● **What you should do**
Copy down the listing below exactly. Do not include pictures.

● **Source material**

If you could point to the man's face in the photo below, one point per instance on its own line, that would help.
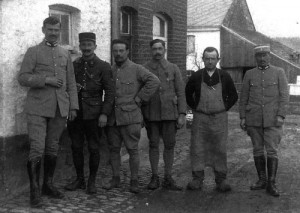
(210, 60)
(158, 51)
(87, 48)
(262, 59)
(120, 53)
(52, 32)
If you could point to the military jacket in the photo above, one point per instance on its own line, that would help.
(132, 80)
(169, 100)
(264, 96)
(42, 61)
(94, 77)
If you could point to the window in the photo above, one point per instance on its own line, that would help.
(65, 19)
(160, 29)
(125, 22)
(190, 44)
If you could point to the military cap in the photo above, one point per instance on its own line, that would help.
(87, 36)
(262, 49)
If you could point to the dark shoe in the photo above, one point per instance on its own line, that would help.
(221, 183)
(260, 164)
(33, 169)
(170, 184)
(197, 182)
(79, 183)
(154, 183)
(91, 187)
(48, 187)
(223, 186)
(134, 186)
(115, 182)
(272, 165)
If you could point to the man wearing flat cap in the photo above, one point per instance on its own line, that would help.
(93, 76)
(263, 101)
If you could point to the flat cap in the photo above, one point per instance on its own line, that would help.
(87, 36)
(262, 49)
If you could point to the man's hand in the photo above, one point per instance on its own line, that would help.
(180, 121)
(54, 81)
(243, 124)
(279, 120)
(72, 115)
(102, 121)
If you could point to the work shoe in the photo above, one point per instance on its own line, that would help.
(197, 182)
(134, 186)
(260, 165)
(79, 183)
(154, 183)
(115, 182)
(223, 186)
(170, 184)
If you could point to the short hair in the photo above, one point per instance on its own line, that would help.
(120, 41)
(51, 20)
(210, 49)
(157, 41)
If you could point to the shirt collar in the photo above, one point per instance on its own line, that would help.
(54, 44)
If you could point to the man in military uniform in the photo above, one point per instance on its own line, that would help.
(263, 101)
(93, 76)
(134, 84)
(48, 72)
(164, 113)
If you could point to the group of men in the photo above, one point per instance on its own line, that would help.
(152, 95)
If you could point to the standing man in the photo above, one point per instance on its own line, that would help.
(48, 72)
(134, 84)
(210, 92)
(164, 114)
(93, 76)
(263, 103)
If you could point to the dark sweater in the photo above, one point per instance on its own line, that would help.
(193, 88)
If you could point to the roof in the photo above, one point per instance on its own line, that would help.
(203, 13)
(277, 48)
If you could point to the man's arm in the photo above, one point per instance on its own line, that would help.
(150, 83)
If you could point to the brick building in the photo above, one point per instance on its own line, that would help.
(21, 21)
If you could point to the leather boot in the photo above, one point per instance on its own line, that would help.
(115, 182)
(79, 183)
(169, 184)
(48, 187)
(221, 183)
(154, 183)
(272, 164)
(197, 182)
(33, 169)
(260, 164)
(93, 164)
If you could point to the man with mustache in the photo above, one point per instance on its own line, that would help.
(164, 113)
(210, 92)
(263, 103)
(48, 72)
(134, 84)
(93, 77)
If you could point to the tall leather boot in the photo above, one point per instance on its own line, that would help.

● **Problem solution**
If you could point to the man's face in the photo below, one point per instance on its own line, that would help.
(210, 60)
(158, 51)
(87, 48)
(262, 59)
(120, 53)
(52, 32)
If you could point to the military jacket in the photo above, one point per instance on its own line, that would help.
(132, 80)
(169, 100)
(264, 96)
(42, 61)
(94, 77)
If you could point to the window in the photo above, one point per instance on its own line, that would help.
(65, 19)
(160, 29)
(125, 22)
(190, 44)
If you could point to the military cap in the photo above, one point per instance on its own line, that would help.
(87, 36)
(262, 49)
If you could point to the dark shoe in the photo above, one point per instance on its own line, that would help.
(221, 183)
(260, 164)
(33, 169)
(170, 184)
(197, 182)
(79, 183)
(154, 183)
(91, 187)
(48, 187)
(223, 186)
(134, 186)
(115, 182)
(272, 165)
If you could point to the man wearing flat cap in the photo above, one point per instance on its own line, that would help.
(93, 76)
(263, 101)
If you could point to the flat cap in the photo above, one point per instance on its own line, that would help.
(87, 36)
(262, 49)
If you could point to the man's hand in the photo above, one point per instance on its own line, that would help.
(180, 121)
(54, 81)
(243, 124)
(279, 120)
(72, 115)
(102, 121)
If you could point to the work shoe in the photo above, one point per instance on its own line, that would help.
(197, 182)
(134, 186)
(260, 165)
(79, 183)
(154, 183)
(115, 182)
(223, 186)
(170, 184)
If you could point to the short hair in the photo above, one point per instance on its own line, that would help.
(120, 41)
(51, 20)
(210, 49)
(157, 41)
If you could point to the shirt collar in the photo above, one point per instance on its own line, that would help.
(54, 44)
If you could point to the man in military uniform in the photo above, one point per instance on its own line, that would help.
(263, 101)
(93, 76)
(134, 84)
(48, 72)
(164, 113)
If you could point to the group of men in the photo above, one point per instance on its own line, that would help.
(152, 95)
If you could point to the standing man in the photo above, one point per instance on its own line, that would help.
(48, 72)
(134, 84)
(210, 92)
(164, 114)
(93, 76)
(263, 103)
If you could point to the dark sweater in the photo above, one point per instance on its own line, that would help.
(193, 88)
If you could point to the roof in the photo above, one point per instance on its own line, that would help.
(203, 13)
(277, 48)
If you could point to the man's arm in the photo above, one point per instance on its own line, that would help.
(150, 83)
If you could point to the brick building in the photo above, one point per instance on its own line, that would help.
(21, 21)
If you could point to the leather boot in the photo above, one point per instance on its own line, that would help.
(115, 182)
(79, 183)
(169, 184)
(48, 187)
(221, 183)
(154, 183)
(272, 164)
(197, 182)
(33, 169)
(260, 164)
(93, 164)
If you could point to the man with mustache in the photo above, one point per instance on its own line, that would help.
(164, 113)
(210, 92)
(263, 103)
(48, 72)
(134, 84)
(93, 77)
If you could point to the tall leather boot in the photo above, one point per instance on its own line, that would help.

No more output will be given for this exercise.